begin Records to process
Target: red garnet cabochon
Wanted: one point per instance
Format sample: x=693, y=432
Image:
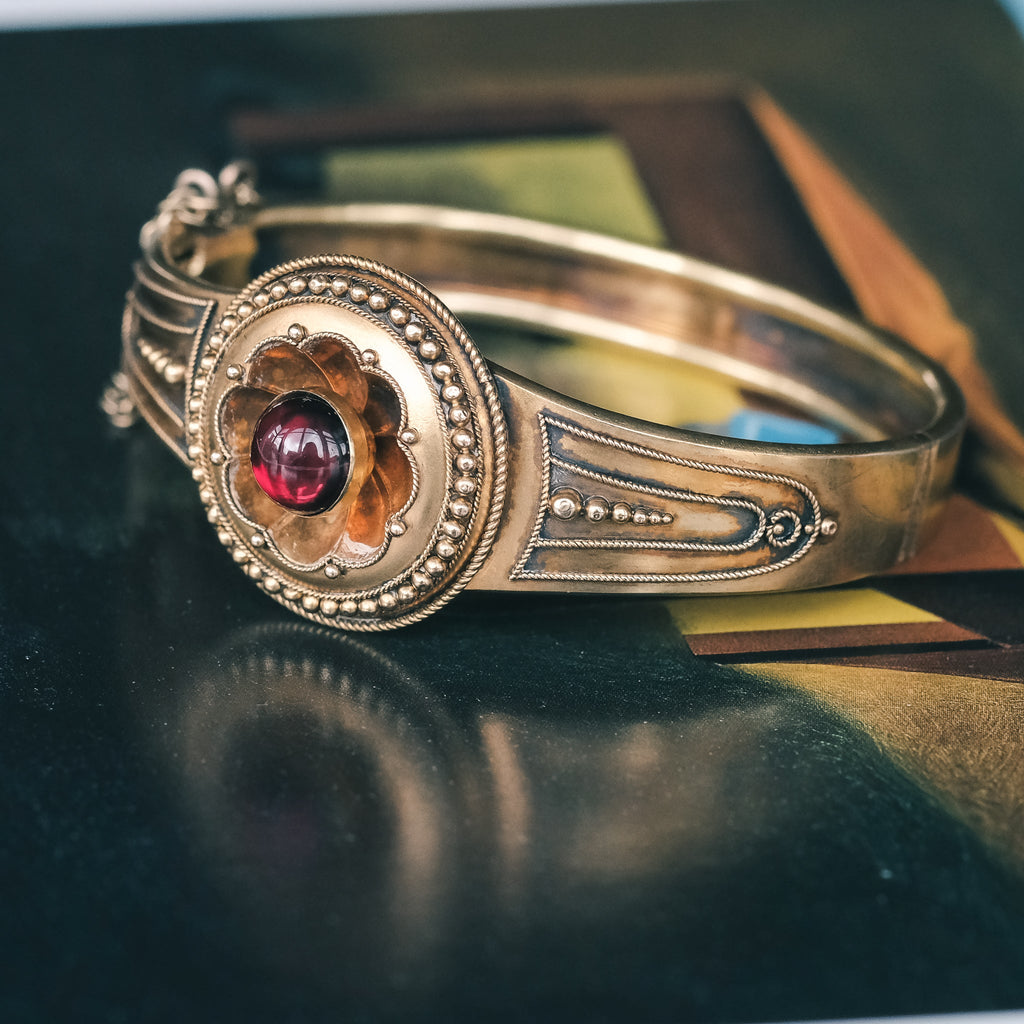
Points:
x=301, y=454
end Records to process
begin Records to process
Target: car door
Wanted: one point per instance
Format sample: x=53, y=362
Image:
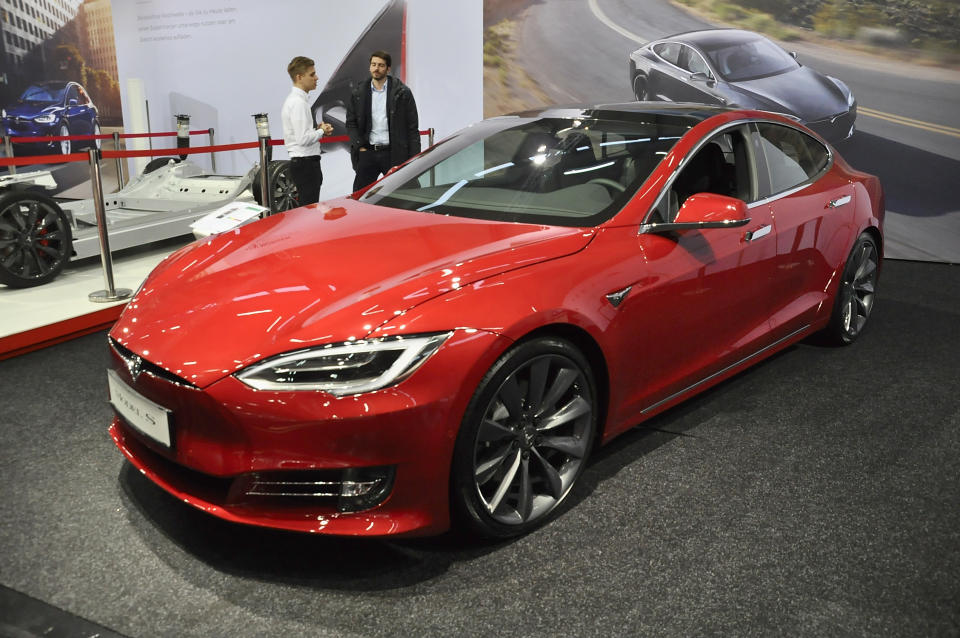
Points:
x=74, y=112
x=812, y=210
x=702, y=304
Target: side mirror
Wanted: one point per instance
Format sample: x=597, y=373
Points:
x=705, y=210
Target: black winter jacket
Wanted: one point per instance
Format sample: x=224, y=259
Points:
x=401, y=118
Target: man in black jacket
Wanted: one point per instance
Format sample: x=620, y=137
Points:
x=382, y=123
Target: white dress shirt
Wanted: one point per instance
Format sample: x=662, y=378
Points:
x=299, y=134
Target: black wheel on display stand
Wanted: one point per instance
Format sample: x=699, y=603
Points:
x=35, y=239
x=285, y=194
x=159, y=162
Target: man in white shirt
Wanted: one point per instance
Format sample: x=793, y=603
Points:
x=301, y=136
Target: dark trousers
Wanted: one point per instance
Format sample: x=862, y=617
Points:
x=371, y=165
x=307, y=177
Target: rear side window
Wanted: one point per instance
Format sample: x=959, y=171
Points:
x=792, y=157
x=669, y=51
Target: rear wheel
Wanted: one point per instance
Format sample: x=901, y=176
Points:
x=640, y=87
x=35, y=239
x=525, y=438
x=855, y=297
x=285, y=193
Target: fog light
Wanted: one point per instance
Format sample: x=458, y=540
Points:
end Records to process
begin Records to process
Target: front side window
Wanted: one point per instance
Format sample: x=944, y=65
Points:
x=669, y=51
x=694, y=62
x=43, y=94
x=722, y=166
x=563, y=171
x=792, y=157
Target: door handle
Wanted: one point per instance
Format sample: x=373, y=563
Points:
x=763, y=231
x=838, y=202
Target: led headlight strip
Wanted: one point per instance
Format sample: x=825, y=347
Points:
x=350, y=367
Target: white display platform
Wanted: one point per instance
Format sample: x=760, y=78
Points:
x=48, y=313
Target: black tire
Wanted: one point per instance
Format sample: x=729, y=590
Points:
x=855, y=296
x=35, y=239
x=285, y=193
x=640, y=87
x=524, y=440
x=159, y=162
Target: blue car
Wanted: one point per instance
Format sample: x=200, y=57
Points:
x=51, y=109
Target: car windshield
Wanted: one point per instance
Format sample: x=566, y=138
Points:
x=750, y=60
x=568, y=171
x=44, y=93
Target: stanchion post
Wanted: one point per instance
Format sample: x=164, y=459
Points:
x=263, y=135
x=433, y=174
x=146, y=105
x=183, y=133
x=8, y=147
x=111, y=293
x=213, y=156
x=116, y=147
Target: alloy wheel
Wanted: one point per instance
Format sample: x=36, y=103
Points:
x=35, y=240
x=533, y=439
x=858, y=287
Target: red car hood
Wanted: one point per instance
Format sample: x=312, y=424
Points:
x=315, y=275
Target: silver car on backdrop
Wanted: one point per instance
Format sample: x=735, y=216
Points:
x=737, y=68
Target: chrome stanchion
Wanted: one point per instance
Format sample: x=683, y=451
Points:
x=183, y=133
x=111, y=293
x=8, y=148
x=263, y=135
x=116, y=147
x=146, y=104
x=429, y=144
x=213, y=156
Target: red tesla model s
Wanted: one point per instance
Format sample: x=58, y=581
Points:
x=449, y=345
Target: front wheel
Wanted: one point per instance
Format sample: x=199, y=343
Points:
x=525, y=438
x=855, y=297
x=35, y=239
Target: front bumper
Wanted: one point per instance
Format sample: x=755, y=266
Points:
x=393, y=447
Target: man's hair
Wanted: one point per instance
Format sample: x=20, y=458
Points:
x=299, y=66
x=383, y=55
end Records to process
Short exercise -
Write out, unchanged, the lines from the one containing "Target: blue car" up to and including the one containing "x=858, y=287".

Answer to the task -
Target: blue car
Wanted: one point per instance
Format sample: x=200, y=57
Points:
x=51, y=109
Target: car windshield
Wanted: one point per instance
Format sample: x=566, y=138
Points:
x=750, y=60
x=568, y=171
x=44, y=93
Target: stanchion post
Wanted: one point per instance
Format sample: x=164, y=459
Points:
x=263, y=135
x=433, y=174
x=146, y=105
x=183, y=133
x=8, y=147
x=111, y=293
x=213, y=156
x=116, y=147
Target: alloy wheel
Wanted: one point per instance
Format sample: x=36, y=103
Points:
x=35, y=240
x=533, y=439
x=858, y=287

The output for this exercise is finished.